··· Extracted entries ···

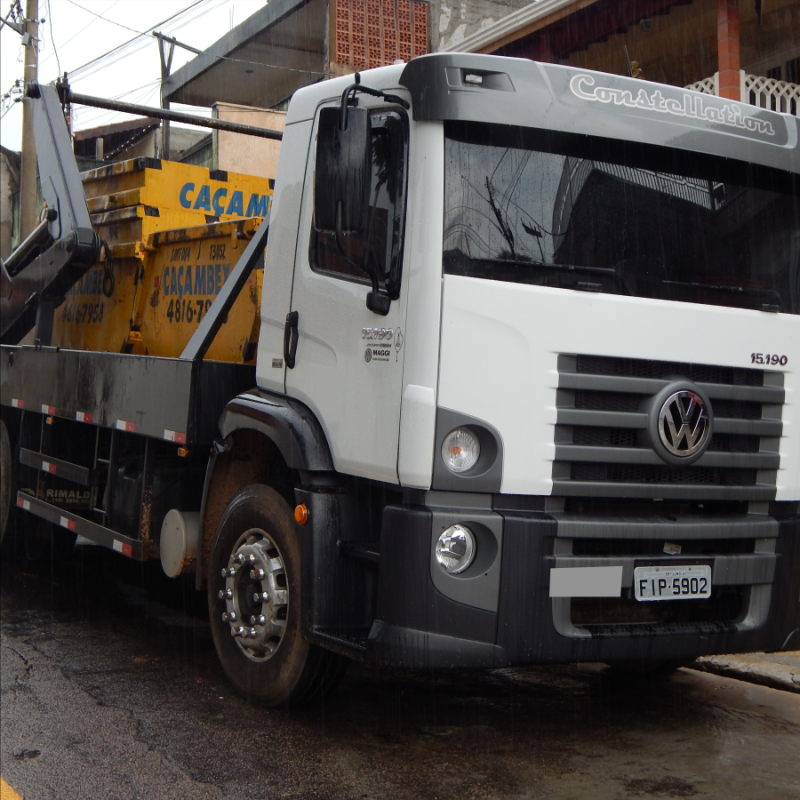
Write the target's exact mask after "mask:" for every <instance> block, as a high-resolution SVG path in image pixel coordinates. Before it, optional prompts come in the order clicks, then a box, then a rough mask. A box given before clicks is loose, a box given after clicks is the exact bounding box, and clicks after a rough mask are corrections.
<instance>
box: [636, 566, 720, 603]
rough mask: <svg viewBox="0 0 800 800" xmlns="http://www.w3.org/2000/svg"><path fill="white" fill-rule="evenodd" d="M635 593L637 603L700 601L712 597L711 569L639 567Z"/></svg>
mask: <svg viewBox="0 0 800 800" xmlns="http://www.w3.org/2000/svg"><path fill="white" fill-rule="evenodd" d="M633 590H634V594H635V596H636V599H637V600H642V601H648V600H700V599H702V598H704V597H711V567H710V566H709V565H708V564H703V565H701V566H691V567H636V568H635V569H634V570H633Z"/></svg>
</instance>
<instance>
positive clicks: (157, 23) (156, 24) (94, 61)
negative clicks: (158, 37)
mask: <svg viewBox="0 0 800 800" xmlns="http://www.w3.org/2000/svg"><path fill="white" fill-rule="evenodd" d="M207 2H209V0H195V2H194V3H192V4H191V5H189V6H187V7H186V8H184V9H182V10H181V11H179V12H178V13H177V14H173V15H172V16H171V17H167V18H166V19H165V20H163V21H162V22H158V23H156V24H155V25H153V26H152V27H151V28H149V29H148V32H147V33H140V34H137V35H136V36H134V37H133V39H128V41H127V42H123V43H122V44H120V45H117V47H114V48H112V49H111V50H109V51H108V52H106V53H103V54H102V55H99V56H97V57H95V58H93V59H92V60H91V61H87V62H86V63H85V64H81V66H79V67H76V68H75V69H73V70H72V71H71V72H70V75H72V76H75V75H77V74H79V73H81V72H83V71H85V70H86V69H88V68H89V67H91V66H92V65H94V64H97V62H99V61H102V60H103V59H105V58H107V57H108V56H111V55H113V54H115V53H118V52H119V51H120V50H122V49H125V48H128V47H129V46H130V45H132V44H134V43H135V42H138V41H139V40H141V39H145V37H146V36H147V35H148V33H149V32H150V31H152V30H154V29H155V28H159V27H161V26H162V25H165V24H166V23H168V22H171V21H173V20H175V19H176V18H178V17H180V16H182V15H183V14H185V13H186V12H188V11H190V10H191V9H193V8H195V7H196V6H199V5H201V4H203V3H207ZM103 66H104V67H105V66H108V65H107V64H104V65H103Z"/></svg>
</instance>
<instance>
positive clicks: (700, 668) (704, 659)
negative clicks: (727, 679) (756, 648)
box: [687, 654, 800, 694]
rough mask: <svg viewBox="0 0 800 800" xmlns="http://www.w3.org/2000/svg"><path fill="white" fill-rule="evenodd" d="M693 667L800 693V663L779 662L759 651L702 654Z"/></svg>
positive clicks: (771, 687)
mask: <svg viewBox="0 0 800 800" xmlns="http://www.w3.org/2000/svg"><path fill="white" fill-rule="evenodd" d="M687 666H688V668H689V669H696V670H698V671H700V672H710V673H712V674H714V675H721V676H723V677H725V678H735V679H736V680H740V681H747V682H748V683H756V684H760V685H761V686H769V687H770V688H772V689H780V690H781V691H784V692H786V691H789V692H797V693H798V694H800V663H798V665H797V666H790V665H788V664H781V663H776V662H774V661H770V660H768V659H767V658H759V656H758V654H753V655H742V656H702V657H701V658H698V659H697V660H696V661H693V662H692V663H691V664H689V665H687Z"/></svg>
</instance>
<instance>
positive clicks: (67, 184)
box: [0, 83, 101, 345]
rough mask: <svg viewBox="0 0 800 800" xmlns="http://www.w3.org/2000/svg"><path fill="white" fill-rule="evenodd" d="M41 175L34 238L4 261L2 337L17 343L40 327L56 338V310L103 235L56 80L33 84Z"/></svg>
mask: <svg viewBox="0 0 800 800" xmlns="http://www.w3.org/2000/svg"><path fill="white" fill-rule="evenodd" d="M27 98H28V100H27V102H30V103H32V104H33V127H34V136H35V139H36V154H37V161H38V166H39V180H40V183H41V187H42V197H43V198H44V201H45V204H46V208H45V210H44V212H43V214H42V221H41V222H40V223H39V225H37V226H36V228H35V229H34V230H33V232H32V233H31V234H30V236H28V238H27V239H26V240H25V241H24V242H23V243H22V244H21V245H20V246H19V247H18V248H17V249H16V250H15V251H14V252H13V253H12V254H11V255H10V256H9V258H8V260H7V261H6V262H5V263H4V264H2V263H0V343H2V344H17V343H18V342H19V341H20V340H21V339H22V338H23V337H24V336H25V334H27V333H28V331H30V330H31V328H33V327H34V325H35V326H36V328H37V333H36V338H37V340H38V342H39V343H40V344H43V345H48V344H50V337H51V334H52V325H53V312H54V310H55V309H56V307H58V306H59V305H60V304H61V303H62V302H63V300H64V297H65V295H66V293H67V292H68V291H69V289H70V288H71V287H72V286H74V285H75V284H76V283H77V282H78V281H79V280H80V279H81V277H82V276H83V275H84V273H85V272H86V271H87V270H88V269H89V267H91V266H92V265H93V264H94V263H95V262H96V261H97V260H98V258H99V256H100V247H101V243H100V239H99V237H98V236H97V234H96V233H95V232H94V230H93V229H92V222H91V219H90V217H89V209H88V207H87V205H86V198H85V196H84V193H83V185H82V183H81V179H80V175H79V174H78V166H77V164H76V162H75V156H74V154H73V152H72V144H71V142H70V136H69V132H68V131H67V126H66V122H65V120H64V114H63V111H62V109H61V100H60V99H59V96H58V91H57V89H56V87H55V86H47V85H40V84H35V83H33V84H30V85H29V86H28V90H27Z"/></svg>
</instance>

···

> What needs to be done: Count the lines in the data above that contain the string "negative", and reply with that number alone.

> Answer space: 2